### Страница
Критика называет Ирша "последним священным чудовищем" французской сцены. Пожалуй, все эти прекрасные актеры – Флон, Трежан и Ирш – и впрямь выглядят в этом отменно отлаженном, виртуозно воссоздающем форму высокого психологического искусства спектакле как своего рода ископаемые рептилии, не имеющие ничего общего с тем, что происходит за стенами театра. Но, конечно же, эти "священные чудовища" вовсе не последние: пока существует "бульварный театр", сенсация в нем будет твориться на основе самоцельного и престижного мастерства актеров‑"звезд", уводящих публику в призрачный мир сценических мнимостей.
Таков первый вариант "театра невозможности", осуществленный в масштабах и понятиях "бульварного театра", – сгущенный до предела концентрат коммерческого парижского зрелища.
Если в Театре Елисейских полей происходит своего рода омертвение театрального представления, то в крохотном зальце Кафе де ля Гар этот ритуал подвергается решительному разрушению. Известный комический актер Ромен Бутей– автор, постановщик и один из исполнителей пьесы "Песня удобрения", – его товарищи сами продают билеты, сами впускают зрителей и рассаживают их в небольшом, сколоченном из досок амфитеатрике, где места не нумерованы, а затем, установив доверительный контакт с аудиторией, отправляются на сцену начинать спектакль.
Он представляет собой цепочку скетчей, построенных на выворачивании наизнанку обыденной логики, на выведении достоверных житейских наблюдений в плоскость парадокса, гротеска, а затем – и алогизма. Его обаяние, однако, заключается не в игре смыслом и бессмыслицей, часто ставящей в тупик не только зрителей, но, как кажется, и актеров, а в преодолении этого тупика с помощью смеха. Исполнители не скрывают, что им весело ничуть не меньше, чем публике. Они смеются вместе с нею, над нею, над самими собой. А публика, молодая и неденежная, встречает хохотом обращение с виду вполне логичных построений в полнейшую абракадабру.
В чем же суть этого варианта "театра невозможности"? Бутей и его актеры рассматривают искусство театра вне его содержательных целей, абсолютизируют его коммуникативные функции. В Кафе де ля Гар театр становится своего рода клубом, где публика может на время забыться, обрести убежище от житейских волнений. Видимо, не случайно некогда начинавший здесь свою карьеру Патрик Девер, уже став кинозвездой, любил возвращаться к друзьям своей молодости, время от времени принимая участие в их постановках...

### Фрагмент данных
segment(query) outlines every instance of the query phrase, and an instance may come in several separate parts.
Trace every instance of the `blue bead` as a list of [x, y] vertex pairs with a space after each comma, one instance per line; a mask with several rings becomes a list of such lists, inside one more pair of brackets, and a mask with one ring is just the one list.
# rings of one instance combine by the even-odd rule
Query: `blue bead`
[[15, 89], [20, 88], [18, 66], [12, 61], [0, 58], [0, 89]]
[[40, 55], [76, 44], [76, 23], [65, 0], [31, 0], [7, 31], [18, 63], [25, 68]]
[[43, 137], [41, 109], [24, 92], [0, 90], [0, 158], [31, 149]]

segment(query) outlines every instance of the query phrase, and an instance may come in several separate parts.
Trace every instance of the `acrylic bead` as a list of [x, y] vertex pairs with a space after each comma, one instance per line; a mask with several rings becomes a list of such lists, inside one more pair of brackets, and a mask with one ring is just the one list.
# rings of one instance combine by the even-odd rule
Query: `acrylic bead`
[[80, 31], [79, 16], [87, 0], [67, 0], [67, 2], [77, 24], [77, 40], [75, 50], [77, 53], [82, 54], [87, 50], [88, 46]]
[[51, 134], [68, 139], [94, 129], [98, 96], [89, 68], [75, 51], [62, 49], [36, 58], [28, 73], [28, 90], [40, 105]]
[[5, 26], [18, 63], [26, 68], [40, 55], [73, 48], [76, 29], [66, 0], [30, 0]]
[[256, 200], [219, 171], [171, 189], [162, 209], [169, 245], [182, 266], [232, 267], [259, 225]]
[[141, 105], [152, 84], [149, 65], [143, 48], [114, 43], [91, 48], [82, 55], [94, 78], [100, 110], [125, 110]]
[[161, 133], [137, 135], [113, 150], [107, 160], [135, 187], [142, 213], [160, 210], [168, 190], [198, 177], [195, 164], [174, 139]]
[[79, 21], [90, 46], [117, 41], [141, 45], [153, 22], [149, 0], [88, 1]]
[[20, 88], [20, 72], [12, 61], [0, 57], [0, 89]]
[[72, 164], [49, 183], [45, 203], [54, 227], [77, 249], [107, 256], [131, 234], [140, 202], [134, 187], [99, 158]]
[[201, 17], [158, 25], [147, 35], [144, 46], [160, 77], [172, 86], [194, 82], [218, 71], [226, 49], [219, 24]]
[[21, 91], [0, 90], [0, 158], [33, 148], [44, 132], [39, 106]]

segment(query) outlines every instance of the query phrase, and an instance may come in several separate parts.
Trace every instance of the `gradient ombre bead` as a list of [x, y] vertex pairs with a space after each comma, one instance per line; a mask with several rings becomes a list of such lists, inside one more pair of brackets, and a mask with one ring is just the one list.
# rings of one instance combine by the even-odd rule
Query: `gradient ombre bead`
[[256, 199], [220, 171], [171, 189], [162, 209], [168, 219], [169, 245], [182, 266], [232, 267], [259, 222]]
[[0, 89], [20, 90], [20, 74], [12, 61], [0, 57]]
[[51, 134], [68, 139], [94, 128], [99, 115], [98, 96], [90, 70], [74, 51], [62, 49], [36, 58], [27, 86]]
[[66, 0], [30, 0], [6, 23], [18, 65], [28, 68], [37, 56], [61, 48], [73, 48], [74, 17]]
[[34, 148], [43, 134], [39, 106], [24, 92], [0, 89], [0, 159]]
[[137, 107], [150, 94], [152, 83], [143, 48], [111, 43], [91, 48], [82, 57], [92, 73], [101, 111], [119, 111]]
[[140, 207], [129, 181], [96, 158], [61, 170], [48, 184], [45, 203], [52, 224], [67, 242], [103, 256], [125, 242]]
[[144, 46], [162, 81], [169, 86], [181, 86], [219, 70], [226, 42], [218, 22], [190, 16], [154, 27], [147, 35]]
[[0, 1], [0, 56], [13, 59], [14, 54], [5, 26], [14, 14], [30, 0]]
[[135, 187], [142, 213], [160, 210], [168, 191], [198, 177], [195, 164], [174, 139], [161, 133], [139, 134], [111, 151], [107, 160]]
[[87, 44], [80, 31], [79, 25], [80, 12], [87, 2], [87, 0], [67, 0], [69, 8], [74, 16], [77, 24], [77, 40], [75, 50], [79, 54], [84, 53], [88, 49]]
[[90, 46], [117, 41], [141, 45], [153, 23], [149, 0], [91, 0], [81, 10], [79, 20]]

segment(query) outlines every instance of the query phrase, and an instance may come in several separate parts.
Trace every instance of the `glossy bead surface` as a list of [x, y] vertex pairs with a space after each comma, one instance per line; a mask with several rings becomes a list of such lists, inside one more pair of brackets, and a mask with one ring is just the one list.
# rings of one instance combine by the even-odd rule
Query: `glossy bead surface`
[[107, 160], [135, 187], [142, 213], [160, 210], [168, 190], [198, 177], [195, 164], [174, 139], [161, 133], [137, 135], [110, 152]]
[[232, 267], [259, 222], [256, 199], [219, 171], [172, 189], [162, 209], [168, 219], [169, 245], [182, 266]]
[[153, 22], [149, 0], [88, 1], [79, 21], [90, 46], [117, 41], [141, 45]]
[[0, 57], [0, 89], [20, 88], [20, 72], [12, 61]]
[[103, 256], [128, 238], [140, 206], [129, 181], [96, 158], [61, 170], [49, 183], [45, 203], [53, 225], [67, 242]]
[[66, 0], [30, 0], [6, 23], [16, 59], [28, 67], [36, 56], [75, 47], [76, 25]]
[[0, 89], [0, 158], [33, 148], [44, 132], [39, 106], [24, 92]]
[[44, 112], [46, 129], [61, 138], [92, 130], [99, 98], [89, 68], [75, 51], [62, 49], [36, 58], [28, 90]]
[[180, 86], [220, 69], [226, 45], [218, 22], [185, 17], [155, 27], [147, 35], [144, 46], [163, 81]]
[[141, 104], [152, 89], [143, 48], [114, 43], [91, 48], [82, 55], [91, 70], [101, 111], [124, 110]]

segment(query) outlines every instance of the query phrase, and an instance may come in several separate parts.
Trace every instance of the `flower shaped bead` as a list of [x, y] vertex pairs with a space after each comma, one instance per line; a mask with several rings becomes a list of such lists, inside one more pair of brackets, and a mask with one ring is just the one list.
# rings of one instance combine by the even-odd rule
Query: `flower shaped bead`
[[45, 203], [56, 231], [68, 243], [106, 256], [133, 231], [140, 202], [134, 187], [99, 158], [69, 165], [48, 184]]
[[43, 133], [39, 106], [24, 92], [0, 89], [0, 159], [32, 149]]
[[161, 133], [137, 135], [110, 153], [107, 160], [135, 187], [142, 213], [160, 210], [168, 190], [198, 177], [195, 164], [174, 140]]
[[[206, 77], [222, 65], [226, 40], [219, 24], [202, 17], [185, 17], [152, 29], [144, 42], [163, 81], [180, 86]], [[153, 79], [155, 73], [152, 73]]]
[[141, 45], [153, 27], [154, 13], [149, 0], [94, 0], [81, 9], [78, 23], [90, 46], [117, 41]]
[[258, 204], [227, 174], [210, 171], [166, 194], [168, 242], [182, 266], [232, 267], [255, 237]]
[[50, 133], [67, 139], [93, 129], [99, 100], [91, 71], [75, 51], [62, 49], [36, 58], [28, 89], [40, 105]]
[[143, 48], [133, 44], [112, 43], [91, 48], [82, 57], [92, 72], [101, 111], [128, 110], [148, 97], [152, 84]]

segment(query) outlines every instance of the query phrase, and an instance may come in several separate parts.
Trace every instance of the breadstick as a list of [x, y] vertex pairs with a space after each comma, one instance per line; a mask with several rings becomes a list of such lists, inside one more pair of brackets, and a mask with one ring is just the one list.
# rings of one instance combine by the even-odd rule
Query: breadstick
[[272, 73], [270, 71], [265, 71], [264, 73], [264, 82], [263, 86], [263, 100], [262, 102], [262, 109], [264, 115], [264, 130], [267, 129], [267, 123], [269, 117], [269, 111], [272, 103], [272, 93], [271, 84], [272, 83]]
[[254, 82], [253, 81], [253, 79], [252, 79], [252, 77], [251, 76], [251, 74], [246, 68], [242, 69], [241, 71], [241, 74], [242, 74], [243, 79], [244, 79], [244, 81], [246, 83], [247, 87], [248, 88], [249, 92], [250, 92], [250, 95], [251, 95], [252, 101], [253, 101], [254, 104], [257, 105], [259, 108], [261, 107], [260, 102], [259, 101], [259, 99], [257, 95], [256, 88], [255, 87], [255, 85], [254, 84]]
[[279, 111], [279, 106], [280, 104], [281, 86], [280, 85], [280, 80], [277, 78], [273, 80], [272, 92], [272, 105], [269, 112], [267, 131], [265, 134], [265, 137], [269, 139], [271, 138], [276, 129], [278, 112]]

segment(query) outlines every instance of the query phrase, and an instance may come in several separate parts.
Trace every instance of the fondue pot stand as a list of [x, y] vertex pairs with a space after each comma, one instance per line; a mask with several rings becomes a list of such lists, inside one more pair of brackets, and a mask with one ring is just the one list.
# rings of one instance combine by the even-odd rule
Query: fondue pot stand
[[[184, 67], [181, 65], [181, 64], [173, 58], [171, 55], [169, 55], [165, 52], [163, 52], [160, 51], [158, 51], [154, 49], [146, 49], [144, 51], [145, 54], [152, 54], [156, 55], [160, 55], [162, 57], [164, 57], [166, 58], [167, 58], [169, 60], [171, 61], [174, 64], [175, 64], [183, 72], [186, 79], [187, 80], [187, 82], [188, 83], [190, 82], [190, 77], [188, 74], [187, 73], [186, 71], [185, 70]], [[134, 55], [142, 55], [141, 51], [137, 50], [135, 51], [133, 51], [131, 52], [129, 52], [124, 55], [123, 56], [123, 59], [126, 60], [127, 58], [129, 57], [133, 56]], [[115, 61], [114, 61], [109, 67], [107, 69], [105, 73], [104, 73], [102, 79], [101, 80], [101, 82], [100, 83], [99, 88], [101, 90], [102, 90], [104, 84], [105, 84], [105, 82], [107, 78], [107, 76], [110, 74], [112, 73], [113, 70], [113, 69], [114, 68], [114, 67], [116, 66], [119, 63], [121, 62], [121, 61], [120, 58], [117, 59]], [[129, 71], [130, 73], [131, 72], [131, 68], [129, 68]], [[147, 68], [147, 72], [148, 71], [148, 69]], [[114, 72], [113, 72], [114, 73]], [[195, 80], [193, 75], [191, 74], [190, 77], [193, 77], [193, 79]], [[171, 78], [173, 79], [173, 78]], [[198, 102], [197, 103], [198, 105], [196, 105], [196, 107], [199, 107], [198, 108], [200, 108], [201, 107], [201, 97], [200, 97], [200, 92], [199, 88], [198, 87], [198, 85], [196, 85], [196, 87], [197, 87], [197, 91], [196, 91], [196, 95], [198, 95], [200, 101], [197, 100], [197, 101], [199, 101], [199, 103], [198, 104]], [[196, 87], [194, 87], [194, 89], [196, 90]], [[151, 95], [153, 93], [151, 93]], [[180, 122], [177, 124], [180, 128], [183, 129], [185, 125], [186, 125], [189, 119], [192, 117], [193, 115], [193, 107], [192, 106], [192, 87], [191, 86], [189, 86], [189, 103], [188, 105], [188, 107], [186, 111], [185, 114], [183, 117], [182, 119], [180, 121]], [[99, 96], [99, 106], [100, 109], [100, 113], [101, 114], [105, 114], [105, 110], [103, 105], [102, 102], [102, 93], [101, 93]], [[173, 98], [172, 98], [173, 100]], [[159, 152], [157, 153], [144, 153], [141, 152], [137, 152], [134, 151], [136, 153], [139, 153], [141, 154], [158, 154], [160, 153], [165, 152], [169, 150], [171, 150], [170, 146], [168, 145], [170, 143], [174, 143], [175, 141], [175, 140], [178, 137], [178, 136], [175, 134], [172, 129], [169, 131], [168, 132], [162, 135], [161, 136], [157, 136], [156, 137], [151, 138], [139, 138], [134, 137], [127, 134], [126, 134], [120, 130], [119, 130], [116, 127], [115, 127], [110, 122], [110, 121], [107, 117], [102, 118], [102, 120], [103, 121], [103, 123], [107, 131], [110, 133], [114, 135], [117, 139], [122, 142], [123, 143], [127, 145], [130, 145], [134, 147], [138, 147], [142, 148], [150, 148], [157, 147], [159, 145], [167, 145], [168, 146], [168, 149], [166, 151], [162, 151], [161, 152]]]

### Задание 1
Перескажите текст о парижском театре в двух предложениях.
### Задание 2
Как называется пьеса, автором, постановщиком и одним из исполнителей которой, согласно тексту о парижском театре, был Ромен Бутей?

### Письменный ответ 1
В Театре Елисейских полей звезды «бульварного театра» Флон, Трежан и Ирш виртуозно воссоздают форму высокого психологического искусства, но выглядят как ископаемые, не имеющие ничего общего с жизнью за стенами театра. В Кафе де ля Гар Ромен Бутей и его товарищи разрушают этот ритуал: сами продают билеты, играют цепочку алогичных скетчей и смеются вместе с молодой публикой, превращая театр в своего рода клуб.

### Письменный ответ 2
«Песня удобрения».